> [Task prompt] Convert the rows below into a JSON list of strings, one string per line with blank lines left out, beginning at the line that contains "row: <item>balcony</item>" and stopping after the line that contains "788 550 L 824".

>> Start Dataset entries

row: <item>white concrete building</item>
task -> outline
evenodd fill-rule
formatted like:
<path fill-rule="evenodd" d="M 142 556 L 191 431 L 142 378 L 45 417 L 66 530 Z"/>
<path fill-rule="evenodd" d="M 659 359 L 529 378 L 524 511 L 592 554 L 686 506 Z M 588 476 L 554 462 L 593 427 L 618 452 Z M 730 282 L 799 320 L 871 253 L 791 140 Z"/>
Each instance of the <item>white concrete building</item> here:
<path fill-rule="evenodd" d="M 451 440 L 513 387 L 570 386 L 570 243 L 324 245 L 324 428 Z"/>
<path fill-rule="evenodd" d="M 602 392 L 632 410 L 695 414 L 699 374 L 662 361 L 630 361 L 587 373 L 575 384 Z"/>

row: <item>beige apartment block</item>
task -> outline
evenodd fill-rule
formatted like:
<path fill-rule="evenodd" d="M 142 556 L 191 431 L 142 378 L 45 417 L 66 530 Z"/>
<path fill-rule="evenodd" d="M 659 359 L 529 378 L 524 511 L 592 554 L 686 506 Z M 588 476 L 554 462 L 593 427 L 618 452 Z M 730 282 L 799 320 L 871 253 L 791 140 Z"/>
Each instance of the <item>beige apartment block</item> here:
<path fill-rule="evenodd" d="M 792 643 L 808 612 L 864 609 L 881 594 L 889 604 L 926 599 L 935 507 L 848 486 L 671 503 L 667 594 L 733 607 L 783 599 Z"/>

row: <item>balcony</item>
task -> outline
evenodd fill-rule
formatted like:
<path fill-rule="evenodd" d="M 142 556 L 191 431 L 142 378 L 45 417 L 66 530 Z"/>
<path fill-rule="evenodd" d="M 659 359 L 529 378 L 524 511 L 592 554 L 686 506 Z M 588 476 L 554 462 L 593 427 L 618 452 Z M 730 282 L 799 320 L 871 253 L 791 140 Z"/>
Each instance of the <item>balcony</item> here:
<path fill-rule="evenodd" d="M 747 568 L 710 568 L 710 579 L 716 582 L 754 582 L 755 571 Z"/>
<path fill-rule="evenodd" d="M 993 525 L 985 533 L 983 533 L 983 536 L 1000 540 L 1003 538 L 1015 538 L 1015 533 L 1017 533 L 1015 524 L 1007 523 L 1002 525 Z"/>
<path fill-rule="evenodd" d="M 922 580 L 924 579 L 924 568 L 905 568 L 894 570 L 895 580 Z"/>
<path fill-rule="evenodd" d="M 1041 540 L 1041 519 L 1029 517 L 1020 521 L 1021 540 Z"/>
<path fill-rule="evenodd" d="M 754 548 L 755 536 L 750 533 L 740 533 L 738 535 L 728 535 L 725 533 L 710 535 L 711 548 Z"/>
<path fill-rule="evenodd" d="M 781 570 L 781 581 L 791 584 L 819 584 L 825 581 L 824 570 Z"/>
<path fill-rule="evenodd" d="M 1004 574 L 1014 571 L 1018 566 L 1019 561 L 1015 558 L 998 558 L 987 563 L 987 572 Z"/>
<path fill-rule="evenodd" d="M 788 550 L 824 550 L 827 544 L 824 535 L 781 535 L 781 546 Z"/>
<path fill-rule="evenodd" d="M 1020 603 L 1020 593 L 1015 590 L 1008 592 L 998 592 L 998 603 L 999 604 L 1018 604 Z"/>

>> End Dataset entries

> [Exercise output]
[
  "row: <item>balcony</item>",
  "task -> outline",
  "evenodd fill-rule",
  "formatted like:",
  "<path fill-rule=\"evenodd\" d=\"M 142 556 L 191 431 L 142 378 L 45 417 L 66 530 Z\"/>",
  "<path fill-rule=\"evenodd\" d=\"M 659 359 L 529 378 L 524 511 L 592 554 L 686 506 Z M 588 476 L 554 462 L 593 427 L 618 452 Z M 730 282 L 799 320 L 871 253 L 791 140 Z\"/>",
  "Each instance of the <item>balcony</item> here:",
  "<path fill-rule=\"evenodd\" d=\"M 747 568 L 710 568 L 710 579 L 716 582 L 754 582 L 755 571 Z\"/>",
  "<path fill-rule=\"evenodd\" d=\"M 993 525 L 985 533 L 983 533 L 983 536 L 1000 540 L 1003 538 L 1015 538 L 1015 533 L 1017 533 L 1015 524 L 1007 523 L 1002 525 Z\"/>",
  "<path fill-rule=\"evenodd\" d=\"M 922 580 L 924 579 L 924 568 L 905 568 L 894 570 L 895 580 Z\"/>",
  "<path fill-rule=\"evenodd\" d=\"M 1041 540 L 1041 519 L 1029 517 L 1020 521 L 1021 540 Z\"/>",
  "<path fill-rule=\"evenodd\" d=\"M 754 548 L 755 536 L 750 533 L 740 533 L 738 535 L 728 535 L 725 533 L 710 535 L 711 548 Z\"/>",
  "<path fill-rule=\"evenodd\" d=\"M 781 570 L 781 581 L 791 584 L 819 584 L 825 581 L 824 570 Z\"/>",
  "<path fill-rule=\"evenodd\" d=\"M 1004 574 L 1014 571 L 1018 566 L 1019 561 L 1015 558 L 998 558 L 987 563 L 987 572 Z\"/>",
  "<path fill-rule=\"evenodd\" d=\"M 788 550 L 824 550 L 827 544 L 824 535 L 781 535 L 781 546 Z\"/>"
]